▶ _Exercise brief_
Please give the records below again in full, exactly, with the images left out.
*** Data for the task ***
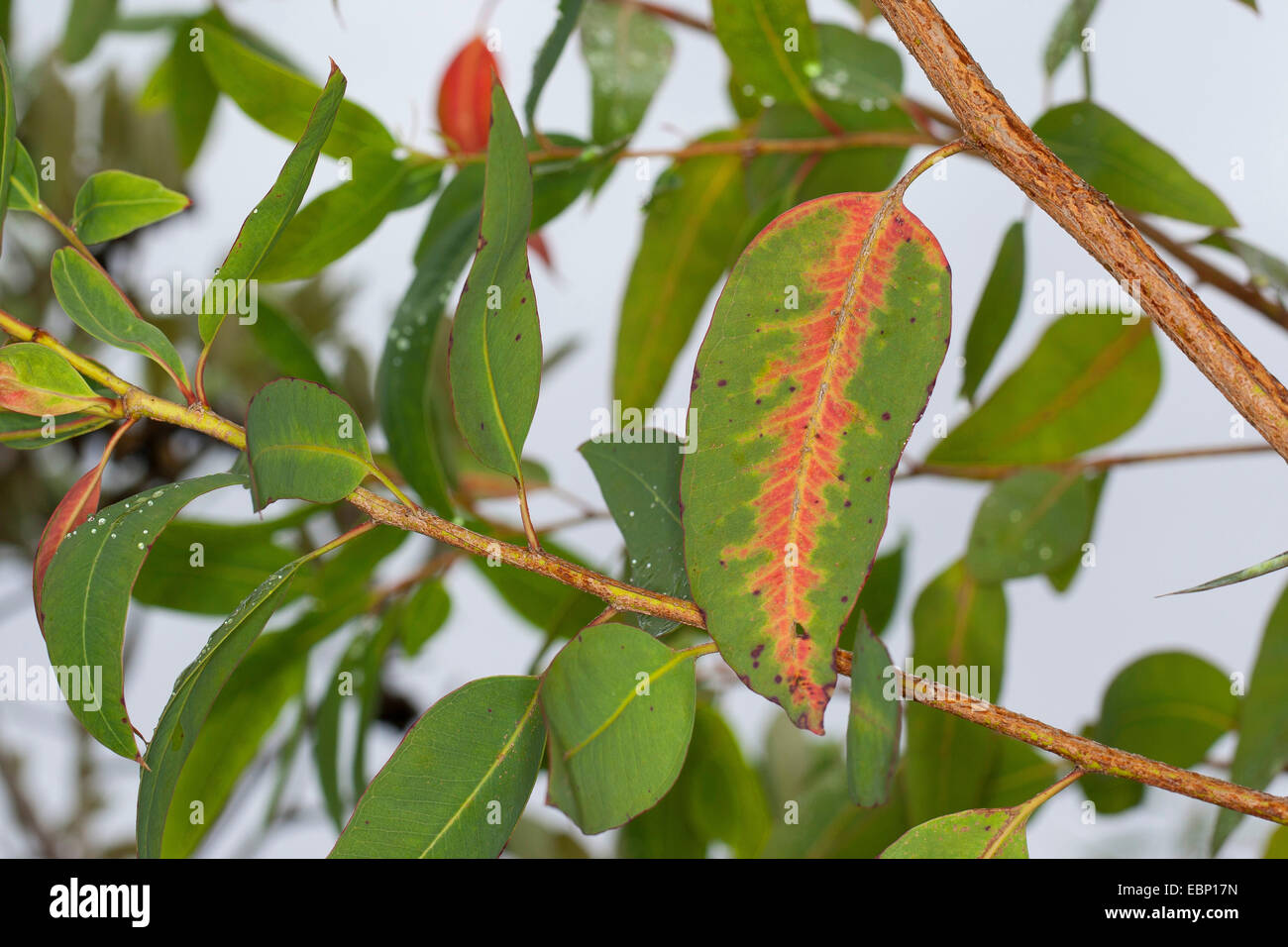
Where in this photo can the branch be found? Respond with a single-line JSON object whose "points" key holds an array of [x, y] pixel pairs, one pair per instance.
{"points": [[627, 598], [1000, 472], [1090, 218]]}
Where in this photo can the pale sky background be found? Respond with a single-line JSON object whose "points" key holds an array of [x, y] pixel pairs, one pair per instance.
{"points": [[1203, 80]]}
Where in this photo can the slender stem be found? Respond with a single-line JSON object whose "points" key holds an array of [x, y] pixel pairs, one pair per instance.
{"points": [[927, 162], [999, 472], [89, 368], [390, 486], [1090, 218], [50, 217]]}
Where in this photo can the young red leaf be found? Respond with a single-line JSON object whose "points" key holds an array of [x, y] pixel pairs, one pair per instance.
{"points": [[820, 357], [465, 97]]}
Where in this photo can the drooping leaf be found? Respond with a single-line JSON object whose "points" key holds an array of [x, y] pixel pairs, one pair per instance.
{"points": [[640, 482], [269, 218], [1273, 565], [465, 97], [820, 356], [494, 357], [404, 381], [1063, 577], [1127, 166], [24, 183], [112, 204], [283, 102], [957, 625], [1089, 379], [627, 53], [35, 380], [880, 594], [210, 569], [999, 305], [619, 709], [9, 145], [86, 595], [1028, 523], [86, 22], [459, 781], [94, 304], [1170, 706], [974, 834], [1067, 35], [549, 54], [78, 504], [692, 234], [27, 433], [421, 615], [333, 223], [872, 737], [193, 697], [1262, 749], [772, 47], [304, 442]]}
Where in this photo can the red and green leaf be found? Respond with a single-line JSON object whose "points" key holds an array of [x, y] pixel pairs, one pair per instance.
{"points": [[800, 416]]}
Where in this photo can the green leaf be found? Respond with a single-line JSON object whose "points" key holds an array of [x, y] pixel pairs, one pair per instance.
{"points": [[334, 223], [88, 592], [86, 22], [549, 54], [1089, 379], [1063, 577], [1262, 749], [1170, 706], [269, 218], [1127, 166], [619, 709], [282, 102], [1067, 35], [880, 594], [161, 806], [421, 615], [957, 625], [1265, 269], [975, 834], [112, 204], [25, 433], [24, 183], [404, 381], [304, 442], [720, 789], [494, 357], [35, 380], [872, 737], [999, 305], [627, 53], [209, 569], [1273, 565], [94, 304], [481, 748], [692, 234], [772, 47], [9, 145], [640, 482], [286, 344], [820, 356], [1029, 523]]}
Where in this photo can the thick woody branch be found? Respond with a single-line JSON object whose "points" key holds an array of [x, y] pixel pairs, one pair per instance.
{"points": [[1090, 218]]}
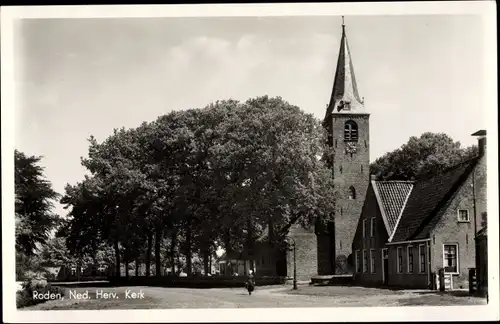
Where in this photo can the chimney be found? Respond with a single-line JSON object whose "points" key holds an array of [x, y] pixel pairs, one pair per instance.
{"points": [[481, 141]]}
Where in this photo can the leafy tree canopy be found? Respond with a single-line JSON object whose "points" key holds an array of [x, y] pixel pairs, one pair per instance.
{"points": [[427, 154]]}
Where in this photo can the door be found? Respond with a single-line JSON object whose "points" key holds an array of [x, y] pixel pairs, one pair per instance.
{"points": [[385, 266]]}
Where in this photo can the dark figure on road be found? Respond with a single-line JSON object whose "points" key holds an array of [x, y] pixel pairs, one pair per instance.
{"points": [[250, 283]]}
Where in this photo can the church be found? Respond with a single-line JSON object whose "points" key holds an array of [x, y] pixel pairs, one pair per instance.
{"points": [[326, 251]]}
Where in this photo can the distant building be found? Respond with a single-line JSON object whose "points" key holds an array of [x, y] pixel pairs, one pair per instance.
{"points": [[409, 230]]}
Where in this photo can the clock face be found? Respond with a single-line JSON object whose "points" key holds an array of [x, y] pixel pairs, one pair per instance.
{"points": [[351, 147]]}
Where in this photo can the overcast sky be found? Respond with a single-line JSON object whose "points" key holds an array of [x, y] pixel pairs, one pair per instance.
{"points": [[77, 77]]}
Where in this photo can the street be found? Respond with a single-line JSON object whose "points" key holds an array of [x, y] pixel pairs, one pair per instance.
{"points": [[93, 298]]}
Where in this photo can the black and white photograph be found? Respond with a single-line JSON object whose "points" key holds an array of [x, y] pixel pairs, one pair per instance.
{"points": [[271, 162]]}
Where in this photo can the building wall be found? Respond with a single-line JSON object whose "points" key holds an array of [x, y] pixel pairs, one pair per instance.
*** End of Data for the task ***
▶ _Exercise response_
Where in this photo can the branch be found? Respond with a single-line JSON object whose "points" key holds an array of [x, y] pixel pairs, one pair per instance.
{"points": [[627, 598], [1000, 472], [1090, 218]]}
Where in this photo can the pale sky background be found? Respond with a single-line JSON object whose "points" key holds an array of [x, y] pixel pairs, one pair per instance.
{"points": [[1203, 80]]}
Where in this photo can the slender stem be found? Respond with a single-line JSON object whose "points" key holds an array of [x, y] pixel pairs, one pair per instance.
{"points": [[927, 162], [999, 472], [89, 368], [390, 486], [1090, 218], [50, 217]]}
Where in this photo can the young red leaf be found? Respond with a single-line JSON object whose "points" key holds an array of [x, y] pixel pairs, one pair per instance.
{"points": [[820, 357], [465, 97]]}
Where in this photo can the drooping leaf be found? Respond with a single-line JSON object whose "points" key holds an array of [x, y] pixel pairs, one pair per instance.
{"points": [[640, 482], [269, 218], [1273, 565], [465, 97], [820, 356], [494, 357], [404, 381], [1063, 577], [1127, 166], [24, 183], [112, 204], [283, 102], [957, 625], [1089, 379], [627, 53], [35, 380], [880, 594], [210, 569], [999, 305], [619, 709], [9, 145], [86, 595], [1028, 523], [86, 22], [459, 781], [94, 304], [1170, 706], [974, 834], [1067, 35], [549, 54], [78, 504], [692, 234], [27, 433], [421, 615], [333, 223], [872, 737], [193, 697], [1262, 749], [772, 47], [304, 442]]}
Where in this photo can the red and green leaf be found? Respond with a single-line JSON object whose "points" key holds an array of [x, y] pixel pairs, one pair per instance.
{"points": [[800, 416]]}
Where in this photo can the green leaf be found? Respond with a single-line JSON object whose "points" key holds an array of [x, y] pixel pairs, one pair per instance.
{"points": [[334, 223], [88, 592], [86, 22], [549, 54], [1089, 379], [1063, 577], [1262, 749], [1170, 706], [269, 218], [1127, 166], [619, 709], [282, 102], [1067, 35], [880, 594], [161, 806], [421, 615], [957, 625], [1265, 269], [975, 834], [112, 204], [25, 433], [24, 183], [404, 381], [304, 442], [720, 789], [494, 357], [35, 380], [872, 737], [999, 305], [627, 53], [209, 569], [1273, 565], [94, 304], [481, 748], [692, 234], [772, 47], [9, 145], [640, 482], [286, 344], [820, 356], [1029, 523]]}
Where in this photo can the thick woody branch be found? Respond with a single-line JSON object whose "points" key holds an array of [x, y] pixel pairs, one pair per instance.
{"points": [[1090, 218]]}
Where in this photo can the chimney be found? Respond with a single-line JSON object whose "points" key holds an array of [x, y] pixel pairs, one pair per instance.
{"points": [[481, 141]]}
Where in this photo can the leafy tree canopy be found? Respond with a single-line JSON object whose "points" key holds an array of [x, y] pixel pairs, one pair per instance.
{"points": [[427, 154]]}
Where in this photo can the door be found? Respond with a single-line JSON object whose "points" key holds an array of [x, y] pixel pairs, one pair per instance.
{"points": [[385, 266]]}
Where in this photo can the dark figure on road be found? Respond with a single-line JSON object whose "points" key holds an array of [x, y] pixel pairs, one pair per instance.
{"points": [[250, 283]]}
Where in this photo can the church be found? Respond with a single-line JSON object whose "points" key holds an array of [x, y] pixel pairs, one pair per instance.
{"points": [[326, 251]]}
Where in this photo can the distant building be found? Respond with a single-line JSON object whose "points" key holds an array of [x, y] pixel pairs, one pair per instance.
{"points": [[409, 230]]}
Where in this photo can the clock face be found? Respond with a single-line JSON object whose "points" key holds an array of [x, y] pixel pairs, one pair per instance.
{"points": [[351, 147]]}
Where in this photo can the overcast sky be found? Respond with a single-line JSON object whose "points" key holds an array of [x, y] pixel pairs, one pair per instance.
{"points": [[77, 77]]}
Where in this photo can the street be found? Respond with a single-line JSON object whose "points" key holds an array of [x, y] pixel pairs, one pair per instance.
{"points": [[93, 298]]}
Where in this photo can the black and white photograph be found? Respond with a single-line JSON object whose "points" key holds an array of [x, y] pixel pairs, one pair per instance.
{"points": [[271, 162]]}
Where in this photo can the building wall be found? Respond with a single-line JSON object whose "points" key holds an array of [x, y] pixel pairs, one pair per instance.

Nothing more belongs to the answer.